Written exercise:
Reproduce the material below, substituting "Annotator note" for each occurrence of "Reviewer note" and leaving everything else unchanged.

[Location identification entries]
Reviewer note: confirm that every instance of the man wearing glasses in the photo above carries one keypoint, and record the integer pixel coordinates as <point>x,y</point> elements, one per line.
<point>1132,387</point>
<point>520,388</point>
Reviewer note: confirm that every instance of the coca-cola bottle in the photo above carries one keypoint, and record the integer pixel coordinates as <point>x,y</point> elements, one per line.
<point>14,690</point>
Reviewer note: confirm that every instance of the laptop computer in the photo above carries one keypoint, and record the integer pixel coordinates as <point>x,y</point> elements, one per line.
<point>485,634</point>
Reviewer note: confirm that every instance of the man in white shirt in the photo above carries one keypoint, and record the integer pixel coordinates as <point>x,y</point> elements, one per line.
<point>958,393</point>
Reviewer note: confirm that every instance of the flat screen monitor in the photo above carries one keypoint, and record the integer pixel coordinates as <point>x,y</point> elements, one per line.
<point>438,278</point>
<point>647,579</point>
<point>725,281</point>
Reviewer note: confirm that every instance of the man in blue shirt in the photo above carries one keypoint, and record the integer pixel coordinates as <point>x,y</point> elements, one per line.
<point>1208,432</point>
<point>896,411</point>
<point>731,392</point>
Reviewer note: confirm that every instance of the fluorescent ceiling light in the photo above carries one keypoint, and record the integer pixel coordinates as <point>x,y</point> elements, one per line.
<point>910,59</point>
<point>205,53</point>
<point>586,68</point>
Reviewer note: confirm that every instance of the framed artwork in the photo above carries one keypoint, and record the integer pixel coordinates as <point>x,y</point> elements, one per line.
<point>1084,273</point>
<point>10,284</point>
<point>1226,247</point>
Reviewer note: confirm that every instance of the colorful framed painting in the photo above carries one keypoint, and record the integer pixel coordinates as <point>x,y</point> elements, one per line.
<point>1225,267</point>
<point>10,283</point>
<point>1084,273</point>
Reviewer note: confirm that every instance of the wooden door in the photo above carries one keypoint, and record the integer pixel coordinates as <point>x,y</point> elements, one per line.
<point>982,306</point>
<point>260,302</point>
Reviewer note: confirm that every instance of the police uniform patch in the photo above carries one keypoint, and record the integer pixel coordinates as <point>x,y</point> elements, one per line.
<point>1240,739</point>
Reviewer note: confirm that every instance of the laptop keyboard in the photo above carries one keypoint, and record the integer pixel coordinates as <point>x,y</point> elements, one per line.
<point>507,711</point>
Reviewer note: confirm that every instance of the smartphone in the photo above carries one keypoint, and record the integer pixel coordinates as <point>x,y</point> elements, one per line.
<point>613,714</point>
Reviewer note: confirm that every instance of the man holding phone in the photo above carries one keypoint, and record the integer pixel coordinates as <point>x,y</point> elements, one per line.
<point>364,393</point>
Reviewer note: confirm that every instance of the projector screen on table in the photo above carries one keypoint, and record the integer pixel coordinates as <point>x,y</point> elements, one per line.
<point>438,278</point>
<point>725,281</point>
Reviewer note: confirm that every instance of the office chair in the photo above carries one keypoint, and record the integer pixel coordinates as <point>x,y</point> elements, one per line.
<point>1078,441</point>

Answer in full:
Annotator note: confirm that every instance of the man wearing glasses in the photo above carries one keypoint, and record the integer pixel coordinates as <point>x,y</point> elements, one per line.
<point>1132,387</point>
<point>520,388</point>
Annotator note: confirm that every instance of the coca-cola bottle in the photo above carries one keypoint, and record the integer pixel coordinates as <point>x,y</point> elements, one per line.
<point>14,690</point>
Annotator note: confirm that every instance of the laptop computer in the photo above carries one keypoint, and record the integer pixel coordinates as <point>x,y</point> elements, one per line.
<point>485,634</point>
Annotator note: confirm that every instance of the man in white shirt in the photo above carries one keypoint, and record the integer pixel coordinates as <point>x,y</point> elements, one per line.
<point>958,393</point>
Annotator note: confirm that every instance of the flat screen monitor in the photo above carries one keypoint, and record the integer pixel coordinates as <point>x,y</point> elements, one per line.
<point>438,278</point>
<point>647,579</point>
<point>725,281</point>
Annotator note: confirm that every instance of the man in blue shirt in the photo above carries one keypoint, and record the integer pixel coordinates as <point>x,y</point> elements, one per line.
<point>1208,432</point>
<point>896,411</point>
<point>731,392</point>
Annotator note: confirm that every instance of the fluorescent ceiling light in the photo above carries one keypoint, and record the integer pixel coordinates as <point>x,y</point> elements, one per line.
<point>910,59</point>
<point>205,53</point>
<point>586,68</point>
Annotator note: confirm that every instance of the framed artwork in the photo above carries one keypoint, and record the integer pixel coordinates as <point>x,y</point> elements, one per line.
<point>1084,273</point>
<point>10,284</point>
<point>1226,247</point>
Annotator note: confirm that every instance of the colorful framed painting in the photo above carries one keypoint, and record the integer pixel coordinates as <point>x,y</point> elements, one per line.
<point>1225,267</point>
<point>10,283</point>
<point>1084,273</point>
Annotator note: confirm that every instance of the wooden door in the photo above carries one keypoint, and record the integer pixel coordinates as <point>x,y</point> elements, one per line.
<point>982,306</point>
<point>260,302</point>
Annotator note: confirm that every instance of the police uniform patch in the photo above carries one keypoint, and record the integer pixel coordinates as <point>x,y</point> elements, one per line.
<point>1240,739</point>
Annotator note: confirm that every instance of the laptop keyboard in the photo above carries one keypoint, and record the integer pixel coordinates as <point>x,y</point> elements, one per line.
<point>507,711</point>
Annotator note: confirm that every instance of the smartphone in the photo above carries one keypoint, and record the integer pixel coordinates as <point>x,y</point> elements, one per line.
<point>613,714</point>
Annotator note: confirm that every instance of the man holding phone in the photo above carries one keypoint, and record the integer pixel coordinates as <point>x,y</point> elements, one per line.
<point>364,393</point>
Annotator note: confirm that every instance of the projector screen on table in the photo above carries one keypoint, and record the integer pixel coordinates as <point>x,y</point> elements, one per line.
<point>438,278</point>
<point>725,281</point>
Annotator note: confirm that every instance of the office chair in the photo above carries one keypoint, and record the integer pixel coordinates as <point>x,y</point> elements, one per line.
<point>1078,441</point>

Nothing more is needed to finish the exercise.